Oh yeah and patience, and skill.. some education in the art.

I suppose it's possible, indeed it's technically possible to make something without all those things, or any of those things, or any of them except for a very little patience and a want to do it, but to do it well. To build up a canon of work that you can be.. well, to build up a fair amount of work in a not endless amount of time..

well it's difficult. Finally got around to doing something we've been meaning to do every weekend since.. lats year some time, and not the end of the year, and technological difficulties came up again. It's always something.

I guess it's a learning experience.

1.20.2012

J.. m.. oh whatever.

January is as usual a pointless and dreary month, partly because of it being winter, partly because, well.. a lot of my life is kinda dreary and pointless. And there isn't even any snow..which is one thing I look forward to this time of year.

And I still haven't done any of the stuff I wanted to get done this early part of the year.. somehow it.. just doesn't happen. All my fault I know. Therefore not much going on, not much of interest to write, in fact, nothing, but still I write.

Maybe in 12 days things will be.. slightly different in a mostly positive way. Then again, probably not.

1.19.2012

These days..

Hangin round the OTS..

Around here. Just a pic, no reason.

1.18.2012

Stop Procrastinating!

I'm doing it again. I keep putting these things off and off.. and now I've taken so long to do as little as write something down properly, and now I can't remember all the details I had in my head before, and of course, the way I remember it is totally brilliant, and sure I'll come up with something to replace it but it won't be the same, ie as amazingly brilliant as I remember thinking it was.. oh, and other stuff that I wanted to be done by now.

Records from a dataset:
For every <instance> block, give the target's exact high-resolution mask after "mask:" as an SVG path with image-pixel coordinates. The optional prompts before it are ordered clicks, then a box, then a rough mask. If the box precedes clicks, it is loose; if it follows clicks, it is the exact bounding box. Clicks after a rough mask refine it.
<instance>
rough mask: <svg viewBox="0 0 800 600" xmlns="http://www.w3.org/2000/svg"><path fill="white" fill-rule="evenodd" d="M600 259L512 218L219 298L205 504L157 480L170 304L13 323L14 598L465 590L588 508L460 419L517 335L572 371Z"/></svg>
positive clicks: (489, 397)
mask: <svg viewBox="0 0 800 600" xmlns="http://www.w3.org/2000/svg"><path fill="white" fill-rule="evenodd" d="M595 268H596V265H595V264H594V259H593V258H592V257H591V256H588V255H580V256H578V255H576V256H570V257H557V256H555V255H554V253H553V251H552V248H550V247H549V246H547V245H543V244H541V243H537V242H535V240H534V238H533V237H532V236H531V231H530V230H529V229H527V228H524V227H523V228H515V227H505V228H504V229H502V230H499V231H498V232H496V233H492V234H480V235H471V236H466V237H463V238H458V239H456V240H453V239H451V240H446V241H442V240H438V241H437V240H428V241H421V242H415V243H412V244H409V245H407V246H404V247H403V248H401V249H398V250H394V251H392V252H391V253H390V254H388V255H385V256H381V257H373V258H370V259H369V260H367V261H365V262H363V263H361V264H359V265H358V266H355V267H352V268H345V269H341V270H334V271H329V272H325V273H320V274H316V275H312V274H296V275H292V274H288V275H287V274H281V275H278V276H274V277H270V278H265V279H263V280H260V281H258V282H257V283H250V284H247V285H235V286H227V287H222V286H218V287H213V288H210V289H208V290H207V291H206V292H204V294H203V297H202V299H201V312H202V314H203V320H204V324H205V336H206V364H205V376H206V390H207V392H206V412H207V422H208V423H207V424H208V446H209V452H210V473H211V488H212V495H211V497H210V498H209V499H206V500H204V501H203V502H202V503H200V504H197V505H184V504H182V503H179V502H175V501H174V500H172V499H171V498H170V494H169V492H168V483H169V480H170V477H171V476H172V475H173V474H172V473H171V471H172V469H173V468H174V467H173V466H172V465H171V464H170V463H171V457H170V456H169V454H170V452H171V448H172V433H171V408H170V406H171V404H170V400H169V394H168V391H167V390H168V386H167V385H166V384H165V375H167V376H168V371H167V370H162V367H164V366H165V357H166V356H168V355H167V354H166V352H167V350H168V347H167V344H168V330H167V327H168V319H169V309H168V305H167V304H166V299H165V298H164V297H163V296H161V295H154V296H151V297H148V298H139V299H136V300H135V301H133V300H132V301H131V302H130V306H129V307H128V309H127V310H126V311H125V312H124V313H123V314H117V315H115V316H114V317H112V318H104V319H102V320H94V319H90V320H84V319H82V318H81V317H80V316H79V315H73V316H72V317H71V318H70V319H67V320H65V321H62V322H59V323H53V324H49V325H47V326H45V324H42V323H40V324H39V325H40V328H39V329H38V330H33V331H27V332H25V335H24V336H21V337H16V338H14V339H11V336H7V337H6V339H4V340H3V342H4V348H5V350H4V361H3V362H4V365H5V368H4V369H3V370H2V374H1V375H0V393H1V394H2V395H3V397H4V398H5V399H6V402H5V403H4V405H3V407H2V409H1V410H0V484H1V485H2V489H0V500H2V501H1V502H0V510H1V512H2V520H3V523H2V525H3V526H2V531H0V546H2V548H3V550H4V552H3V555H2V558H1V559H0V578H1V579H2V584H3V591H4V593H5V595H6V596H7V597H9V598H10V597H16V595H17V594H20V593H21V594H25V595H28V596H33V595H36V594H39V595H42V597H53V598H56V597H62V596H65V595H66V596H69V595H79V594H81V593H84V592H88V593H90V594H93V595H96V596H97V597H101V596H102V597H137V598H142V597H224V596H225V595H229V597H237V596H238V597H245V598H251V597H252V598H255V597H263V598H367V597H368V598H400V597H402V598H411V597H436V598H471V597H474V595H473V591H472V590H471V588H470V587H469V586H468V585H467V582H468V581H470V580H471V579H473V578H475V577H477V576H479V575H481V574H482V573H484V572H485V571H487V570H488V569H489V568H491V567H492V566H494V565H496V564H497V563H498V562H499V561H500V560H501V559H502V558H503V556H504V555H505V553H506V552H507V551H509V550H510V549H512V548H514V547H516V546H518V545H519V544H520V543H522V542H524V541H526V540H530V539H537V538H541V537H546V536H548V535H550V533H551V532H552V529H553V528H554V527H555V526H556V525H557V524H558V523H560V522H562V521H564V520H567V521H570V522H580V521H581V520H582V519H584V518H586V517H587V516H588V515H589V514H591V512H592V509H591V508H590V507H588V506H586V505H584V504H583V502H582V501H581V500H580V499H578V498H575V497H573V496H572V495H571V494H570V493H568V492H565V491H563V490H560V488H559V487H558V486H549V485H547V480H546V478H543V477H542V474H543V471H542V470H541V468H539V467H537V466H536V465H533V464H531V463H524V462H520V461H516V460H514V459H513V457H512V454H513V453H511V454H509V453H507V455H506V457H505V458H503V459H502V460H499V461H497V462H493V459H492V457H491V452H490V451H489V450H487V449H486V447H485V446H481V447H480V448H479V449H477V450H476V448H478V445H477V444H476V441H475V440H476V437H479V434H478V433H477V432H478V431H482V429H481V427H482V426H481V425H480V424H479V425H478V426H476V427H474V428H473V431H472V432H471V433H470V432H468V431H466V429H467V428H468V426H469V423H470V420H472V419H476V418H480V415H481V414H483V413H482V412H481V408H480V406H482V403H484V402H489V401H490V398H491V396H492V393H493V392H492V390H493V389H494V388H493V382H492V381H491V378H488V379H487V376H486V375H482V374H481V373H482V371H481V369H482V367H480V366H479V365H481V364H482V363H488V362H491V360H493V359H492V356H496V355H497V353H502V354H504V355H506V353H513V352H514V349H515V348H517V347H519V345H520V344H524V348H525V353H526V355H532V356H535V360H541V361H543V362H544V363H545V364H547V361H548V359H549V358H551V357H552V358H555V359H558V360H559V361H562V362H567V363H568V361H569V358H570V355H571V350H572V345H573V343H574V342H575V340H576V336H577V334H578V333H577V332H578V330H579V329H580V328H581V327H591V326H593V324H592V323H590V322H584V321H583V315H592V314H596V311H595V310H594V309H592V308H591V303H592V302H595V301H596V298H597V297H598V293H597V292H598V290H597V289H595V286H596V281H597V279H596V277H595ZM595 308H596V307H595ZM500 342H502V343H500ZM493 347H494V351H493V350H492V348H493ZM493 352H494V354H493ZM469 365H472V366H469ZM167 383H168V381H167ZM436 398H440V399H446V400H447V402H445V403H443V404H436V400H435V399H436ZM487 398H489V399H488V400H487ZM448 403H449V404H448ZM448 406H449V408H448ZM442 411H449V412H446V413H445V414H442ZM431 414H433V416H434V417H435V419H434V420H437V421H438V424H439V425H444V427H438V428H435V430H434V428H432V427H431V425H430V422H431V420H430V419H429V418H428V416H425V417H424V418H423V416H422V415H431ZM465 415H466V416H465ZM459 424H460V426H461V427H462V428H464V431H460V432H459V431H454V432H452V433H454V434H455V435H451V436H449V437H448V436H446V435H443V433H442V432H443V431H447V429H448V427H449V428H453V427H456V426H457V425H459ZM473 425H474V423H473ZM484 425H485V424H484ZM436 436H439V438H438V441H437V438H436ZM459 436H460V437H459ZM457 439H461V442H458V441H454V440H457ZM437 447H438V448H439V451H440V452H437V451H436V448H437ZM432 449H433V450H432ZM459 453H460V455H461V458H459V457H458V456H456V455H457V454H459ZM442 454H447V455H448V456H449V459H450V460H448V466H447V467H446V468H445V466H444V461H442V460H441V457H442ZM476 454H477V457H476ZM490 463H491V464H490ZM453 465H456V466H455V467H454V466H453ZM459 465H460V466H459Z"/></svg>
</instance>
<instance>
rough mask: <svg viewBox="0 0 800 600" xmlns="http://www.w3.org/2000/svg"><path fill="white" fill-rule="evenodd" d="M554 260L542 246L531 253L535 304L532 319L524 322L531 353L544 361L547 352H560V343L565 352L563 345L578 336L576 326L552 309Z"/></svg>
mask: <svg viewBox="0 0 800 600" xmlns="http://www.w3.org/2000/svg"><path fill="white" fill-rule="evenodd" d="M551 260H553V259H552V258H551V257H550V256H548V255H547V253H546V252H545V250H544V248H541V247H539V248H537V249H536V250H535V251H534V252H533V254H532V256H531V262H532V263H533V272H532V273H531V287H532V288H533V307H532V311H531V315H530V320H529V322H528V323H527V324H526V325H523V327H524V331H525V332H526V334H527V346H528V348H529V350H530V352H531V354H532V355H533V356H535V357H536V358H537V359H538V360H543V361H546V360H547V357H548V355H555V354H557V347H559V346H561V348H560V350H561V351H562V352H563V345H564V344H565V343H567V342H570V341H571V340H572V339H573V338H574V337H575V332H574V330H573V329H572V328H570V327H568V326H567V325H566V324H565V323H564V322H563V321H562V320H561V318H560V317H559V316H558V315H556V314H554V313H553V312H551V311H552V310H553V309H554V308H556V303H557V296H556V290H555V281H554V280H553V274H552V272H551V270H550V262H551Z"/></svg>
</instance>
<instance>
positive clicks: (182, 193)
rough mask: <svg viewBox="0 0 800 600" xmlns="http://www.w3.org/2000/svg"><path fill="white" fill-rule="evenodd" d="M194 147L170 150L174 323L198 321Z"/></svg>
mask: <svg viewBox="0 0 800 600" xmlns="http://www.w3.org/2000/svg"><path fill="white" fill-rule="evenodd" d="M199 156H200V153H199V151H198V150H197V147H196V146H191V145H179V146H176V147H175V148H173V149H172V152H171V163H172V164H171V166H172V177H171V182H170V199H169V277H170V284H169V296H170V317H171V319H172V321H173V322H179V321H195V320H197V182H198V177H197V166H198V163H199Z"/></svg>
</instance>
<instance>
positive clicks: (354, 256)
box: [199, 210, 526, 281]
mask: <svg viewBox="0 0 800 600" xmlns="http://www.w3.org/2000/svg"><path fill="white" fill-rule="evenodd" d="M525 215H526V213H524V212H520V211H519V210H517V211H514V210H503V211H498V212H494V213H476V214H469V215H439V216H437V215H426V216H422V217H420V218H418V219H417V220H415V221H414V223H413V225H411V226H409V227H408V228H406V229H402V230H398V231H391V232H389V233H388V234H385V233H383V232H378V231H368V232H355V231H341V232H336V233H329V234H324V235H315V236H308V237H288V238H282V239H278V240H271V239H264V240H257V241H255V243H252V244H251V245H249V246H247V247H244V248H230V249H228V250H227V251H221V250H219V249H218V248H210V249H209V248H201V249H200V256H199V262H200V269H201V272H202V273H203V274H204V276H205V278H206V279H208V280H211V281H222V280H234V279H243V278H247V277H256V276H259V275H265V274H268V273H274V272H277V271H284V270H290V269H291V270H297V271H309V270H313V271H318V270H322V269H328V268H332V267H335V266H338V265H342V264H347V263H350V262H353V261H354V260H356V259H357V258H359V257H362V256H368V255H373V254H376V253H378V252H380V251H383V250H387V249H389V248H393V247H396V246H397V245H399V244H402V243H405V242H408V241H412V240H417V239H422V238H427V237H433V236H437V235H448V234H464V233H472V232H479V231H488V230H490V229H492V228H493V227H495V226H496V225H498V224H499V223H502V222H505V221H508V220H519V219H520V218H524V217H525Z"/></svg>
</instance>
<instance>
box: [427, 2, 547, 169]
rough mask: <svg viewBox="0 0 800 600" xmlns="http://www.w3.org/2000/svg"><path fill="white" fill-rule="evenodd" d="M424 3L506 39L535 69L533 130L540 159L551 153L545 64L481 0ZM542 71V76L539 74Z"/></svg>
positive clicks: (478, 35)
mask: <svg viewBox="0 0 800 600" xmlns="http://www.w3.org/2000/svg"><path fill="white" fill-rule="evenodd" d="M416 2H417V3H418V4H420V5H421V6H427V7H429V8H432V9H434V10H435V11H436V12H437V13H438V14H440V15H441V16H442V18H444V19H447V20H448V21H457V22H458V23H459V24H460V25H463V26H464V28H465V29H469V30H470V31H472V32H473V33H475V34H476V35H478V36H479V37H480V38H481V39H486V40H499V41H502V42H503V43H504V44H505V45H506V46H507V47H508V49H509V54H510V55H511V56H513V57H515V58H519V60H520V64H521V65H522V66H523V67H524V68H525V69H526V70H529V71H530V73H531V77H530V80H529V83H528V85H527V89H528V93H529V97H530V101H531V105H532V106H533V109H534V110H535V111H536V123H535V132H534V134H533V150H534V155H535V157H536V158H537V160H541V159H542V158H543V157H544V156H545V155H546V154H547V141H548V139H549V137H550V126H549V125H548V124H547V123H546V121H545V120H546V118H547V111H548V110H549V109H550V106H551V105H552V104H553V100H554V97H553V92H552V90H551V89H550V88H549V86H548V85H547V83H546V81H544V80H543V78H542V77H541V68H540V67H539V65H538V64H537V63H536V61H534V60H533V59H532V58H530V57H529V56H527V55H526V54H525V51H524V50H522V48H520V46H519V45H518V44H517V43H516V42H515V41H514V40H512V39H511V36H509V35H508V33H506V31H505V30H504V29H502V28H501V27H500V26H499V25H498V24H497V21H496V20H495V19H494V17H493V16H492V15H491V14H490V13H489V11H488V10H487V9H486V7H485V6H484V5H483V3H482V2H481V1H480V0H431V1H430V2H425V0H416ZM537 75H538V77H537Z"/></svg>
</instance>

Problems to work on:
a) Answer these questions about the blog passage:
(i) Along with patience, what does the writer name in the opening line?
(ii) What does the writer say is missing this January, though it is one thing looked forward to at this time of year?
(iii) What heading does the entry dated 1.18.2012 carry?
b) Put the lines of the listing into a numbered list, starting at its first line and ending at the line that contains "positive clicks: (489, 397)", with both of those lines included and blank lines left out.

Solutions to the problems:
a)
(i) Skill and some education in the art.
(ii) Snow.
(iii) "Stop Procrastinating!"

b)
1. For every <instance> block, give the target's exact high-resolution mask after "mask:" as an SVG path with image-pixel coordinates. The optional prompts before it are ordered clicks, then a box, then a rough mask. If the box precedes clicks, it is loose; if it follows clicks, it is the exact bounding box. Clicks after a rough mask refine it.
2. <instance>
3. rough mask: <svg viewBox="0 0 800 600" xmlns="http://www.w3.org/2000/svg"><path fill="white" fill-rule="evenodd" d="M600 259L512 218L219 298L205 504L157 480L170 304L13 323L14 598L465 590L588 508L460 419L517 335L572 371Z"/></svg>
4. positive clicks: (489, 397)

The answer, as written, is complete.